### [EXERCISE AIM]
Render each non-blank line of the data as a row in a Markdown table with two columns, Row and Line. Put the row number under Row and the line itself under Line.

### [DATA ENTRIES]
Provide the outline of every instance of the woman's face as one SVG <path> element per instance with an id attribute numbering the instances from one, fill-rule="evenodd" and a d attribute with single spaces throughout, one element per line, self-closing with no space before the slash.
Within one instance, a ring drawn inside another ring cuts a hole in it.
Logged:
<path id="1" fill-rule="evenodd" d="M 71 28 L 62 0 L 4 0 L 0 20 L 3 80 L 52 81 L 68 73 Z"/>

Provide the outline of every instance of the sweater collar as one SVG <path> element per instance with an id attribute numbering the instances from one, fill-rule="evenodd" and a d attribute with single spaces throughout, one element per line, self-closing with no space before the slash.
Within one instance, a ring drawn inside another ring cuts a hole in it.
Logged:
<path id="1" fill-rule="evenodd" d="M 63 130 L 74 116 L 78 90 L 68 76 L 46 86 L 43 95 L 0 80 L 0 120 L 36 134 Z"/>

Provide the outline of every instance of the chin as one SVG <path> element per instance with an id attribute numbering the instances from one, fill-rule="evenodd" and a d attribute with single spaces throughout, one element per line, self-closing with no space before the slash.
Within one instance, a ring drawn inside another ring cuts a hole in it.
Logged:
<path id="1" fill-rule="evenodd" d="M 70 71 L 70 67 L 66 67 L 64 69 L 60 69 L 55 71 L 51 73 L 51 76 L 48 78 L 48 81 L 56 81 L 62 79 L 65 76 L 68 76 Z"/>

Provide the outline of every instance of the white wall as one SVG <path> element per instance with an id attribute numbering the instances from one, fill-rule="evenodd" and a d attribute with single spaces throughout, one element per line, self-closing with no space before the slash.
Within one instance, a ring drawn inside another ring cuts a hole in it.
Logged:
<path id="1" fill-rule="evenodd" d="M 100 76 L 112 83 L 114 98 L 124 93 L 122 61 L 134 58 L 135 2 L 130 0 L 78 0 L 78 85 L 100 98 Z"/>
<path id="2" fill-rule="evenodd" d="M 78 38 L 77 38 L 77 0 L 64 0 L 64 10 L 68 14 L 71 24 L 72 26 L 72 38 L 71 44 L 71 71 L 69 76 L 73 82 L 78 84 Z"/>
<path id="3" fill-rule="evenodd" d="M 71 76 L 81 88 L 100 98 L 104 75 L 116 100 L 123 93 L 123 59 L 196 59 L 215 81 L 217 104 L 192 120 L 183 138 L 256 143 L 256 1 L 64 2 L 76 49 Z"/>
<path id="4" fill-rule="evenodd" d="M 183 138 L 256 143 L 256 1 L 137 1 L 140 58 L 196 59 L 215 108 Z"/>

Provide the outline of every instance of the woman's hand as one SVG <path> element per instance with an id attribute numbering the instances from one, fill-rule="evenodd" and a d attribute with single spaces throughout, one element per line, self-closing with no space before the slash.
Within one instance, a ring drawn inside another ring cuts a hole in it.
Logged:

### [ANSWER TO THE TASK]
| Row | Line |
|---|---|
| 1 | Provide the outline of every instance of the woman's face as one SVG <path> element per instance with an id attribute numbering the instances from one, fill-rule="evenodd" and a d attribute with single spaces throughout, one element per line, self-closing with no space before the slash. |
| 2 | Within one instance, a ring drawn inside another ring cuts a hole in it. |
| 3 | Logged: |
| 4 | <path id="1" fill-rule="evenodd" d="M 71 28 L 62 0 L 4 0 L 0 20 L 3 80 L 52 81 L 68 73 Z"/> |
| 5 | Provide the outline of every instance of the sweater collar as one SVG <path> element per instance with an id attribute numbering the instances from one, fill-rule="evenodd" and a d attribute with single spaces throughout, one element per line, self-closing with no space before the slash. |
| 6 | Within one instance, a ring drawn inside another ring cuts a hole in it. |
| 7 | Logged: |
| 8 | <path id="1" fill-rule="evenodd" d="M 63 130 L 74 116 L 78 90 L 68 76 L 46 86 L 43 95 L 0 80 L 0 120 L 36 134 Z"/> |
| 9 | Provide the outline of every instance of the chin as one SVG <path> element per instance with an id attribute numbering the instances from one, fill-rule="evenodd" and a d attribute with single spaces throughout, one element per line, self-closing with no space before the slash. |
| 10 | Within one instance, a ring drawn inside another ring cuts a hole in it. |
| 11 | Logged: |
| 12 | <path id="1" fill-rule="evenodd" d="M 70 71 L 70 67 L 66 67 L 64 69 L 60 69 L 55 71 L 51 73 L 51 76 L 48 78 L 48 81 L 56 81 L 62 79 L 65 76 L 68 76 Z"/> |
| 13 | Provide the outline of every instance of the white wall as one SVG <path> element per instance with an id attribute numbering the instances from one, fill-rule="evenodd" and a d attribute with single spaces throughout, one element per line, self-closing with no space before the slash. |
| 14 | Within one instance, a ring drawn inside another ring cuts a hole in it. |
| 15 | Logged: |
| 16 | <path id="1" fill-rule="evenodd" d="M 100 76 L 112 83 L 114 98 L 124 93 L 122 61 L 134 58 L 135 2 L 130 0 L 78 0 L 78 85 L 100 98 Z"/> |
| 17 | <path id="2" fill-rule="evenodd" d="M 78 38 L 77 38 L 77 0 L 64 0 L 64 10 L 68 14 L 71 24 L 72 26 L 72 38 L 71 44 L 71 71 L 69 76 L 73 82 L 78 84 Z"/> |
| 18 | <path id="3" fill-rule="evenodd" d="M 71 76 L 81 88 L 100 98 L 104 75 L 116 100 L 123 93 L 123 59 L 196 59 L 215 81 L 217 104 L 192 120 L 183 138 L 256 143 L 256 1 L 64 2 L 76 49 Z"/> |
| 19 | <path id="4" fill-rule="evenodd" d="M 183 138 L 256 143 L 256 1 L 137 1 L 140 58 L 196 59 L 215 108 Z"/> |
| 20 | Provide the outline of every instance of the woman's hand as one SVG <path> element per instance with an id attribute numbering the instances from one, fill-rule="evenodd" and a d attribute with single spaces throughout, one element per line, self-closing with no space before the slash. |
| 21 | Within one instance, a ring drawn inside another ring cuts a hole in it. |
| 22 | Logged: |